FAJAR.CO.ID, JAKARTA—Ajang kampanye semestinya menjadi ajang bagi pasangan calon presiden dan wakil presiden untuk adu gagasan. Namun, sayangnya satu di antara tiga paslon capres dan cawapres, justru membuat gimik ‘gemoy’ yang manipulatif dan membodohi masyarakat.
Kritik tersebut disampaikan pegiat media sosial (medsos) Septian Raharjo melalui akun fanspagenya Gus Rahajo, Rabu (29/11/2023). Ia mengatakan, gimik ‘gemoy’ yang diusung pasangan Prabowo-Gibran menunjukan kekalahan gagasan, dan ketidaksiapan pasangan nomor 2 ini dalam menghadapi Pilpres 2024.
“Kenapa Kubu KIM menggunakan kampanye gemoy-gemoy seperti itu? Apa baginya anak muda mudah dibodohi, tidak kritis, suka hal receh, apatis maupun selainnya. Mungkin ada satu atau dua seperti Kaesang,” tulis Gus Raharjo.
Menurutnya, gimik gemoy yang diusung pasangan Prabowo-Gibran adalah pembodohan terhadap generasi muda. Pasangan ini, kata Gus Raharjo, telah menghina akal sehat anak muda karena membuat tren gimik gemoy yang tidak mendidik.
-=-=-
Tuliskan lanjutan berita tentang kritik terhadap gimik 'gemoy' pasangan Prabowo-Gibran, dimulai setelah kalimat terakhir yang tercantum.

* **Data Tercatat**
-=-=-
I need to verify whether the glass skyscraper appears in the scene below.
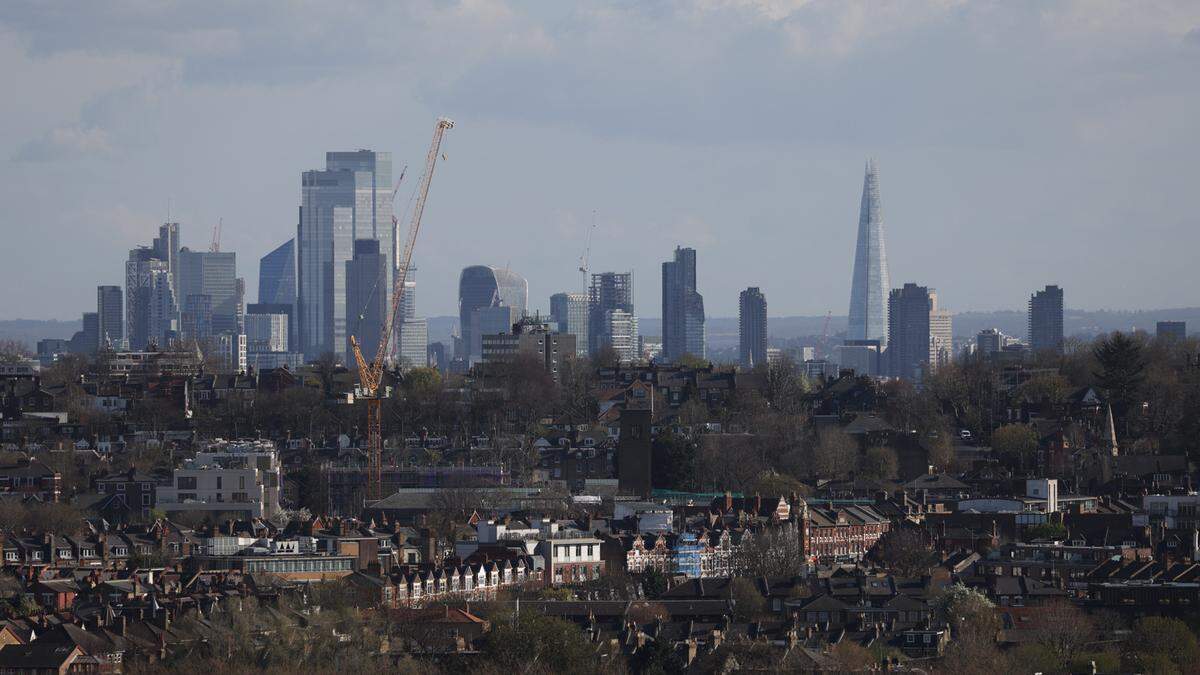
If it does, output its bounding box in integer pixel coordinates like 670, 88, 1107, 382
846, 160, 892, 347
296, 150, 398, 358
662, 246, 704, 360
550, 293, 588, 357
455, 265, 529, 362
-=-=-
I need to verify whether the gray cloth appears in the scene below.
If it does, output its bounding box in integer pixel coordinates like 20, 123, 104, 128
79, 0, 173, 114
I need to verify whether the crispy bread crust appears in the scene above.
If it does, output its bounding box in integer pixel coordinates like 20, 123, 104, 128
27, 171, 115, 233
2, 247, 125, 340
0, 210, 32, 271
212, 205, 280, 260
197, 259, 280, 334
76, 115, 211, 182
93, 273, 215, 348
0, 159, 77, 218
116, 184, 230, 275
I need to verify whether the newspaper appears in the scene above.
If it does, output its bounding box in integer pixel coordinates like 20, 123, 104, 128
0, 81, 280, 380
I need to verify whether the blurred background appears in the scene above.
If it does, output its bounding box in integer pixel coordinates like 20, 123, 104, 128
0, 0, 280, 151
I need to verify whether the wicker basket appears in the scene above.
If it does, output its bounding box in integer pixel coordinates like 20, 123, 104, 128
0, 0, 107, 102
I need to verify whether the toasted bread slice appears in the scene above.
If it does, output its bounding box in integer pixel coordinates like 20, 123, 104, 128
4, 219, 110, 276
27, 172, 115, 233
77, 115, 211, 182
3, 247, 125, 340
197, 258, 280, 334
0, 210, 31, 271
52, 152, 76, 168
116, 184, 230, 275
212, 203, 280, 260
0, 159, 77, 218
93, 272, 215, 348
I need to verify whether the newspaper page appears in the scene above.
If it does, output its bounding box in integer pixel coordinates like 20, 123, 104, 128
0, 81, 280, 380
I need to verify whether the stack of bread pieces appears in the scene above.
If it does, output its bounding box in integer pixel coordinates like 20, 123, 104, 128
-=-=-
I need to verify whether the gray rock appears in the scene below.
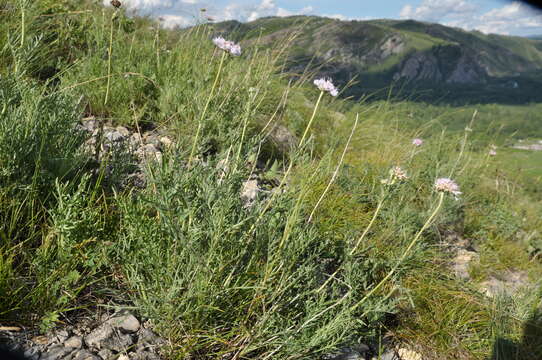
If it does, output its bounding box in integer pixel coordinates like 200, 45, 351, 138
-=-=-
* **Hasil Latihan**
“Balik lagi ke anak muda. Gen-Z maupun Milenial banyak aktif dalam berbagai kegiatan serta mengikuti isu-isu lingkungan, kesetaraan gender, mental health, pendidikan, seni-budaya, industri kreatif, lapangan pekerjaan, hingga politik," katanya.
"Bahkan jika diajak berdebat dengan cawapresnya Gemoy, mereka lebih jago dan paham. Jadi kita tidak bisa dibodohi dengan hal -hal receh, justru muak dengan kekonyolan pasangan KIM,” lanjut Gus Raharjo.
Pegiat medsos dengan jumlah pengikut fanspage sebanyak 164 ribu followers ini mengatakan, selain untuk mengaburkan visi-misi, gimik gemoy juga digunakan untuk mengaburkan pelanggaran HAM, sikap temperamen, hingga skandal di Mahkamah Konstitusi (MK).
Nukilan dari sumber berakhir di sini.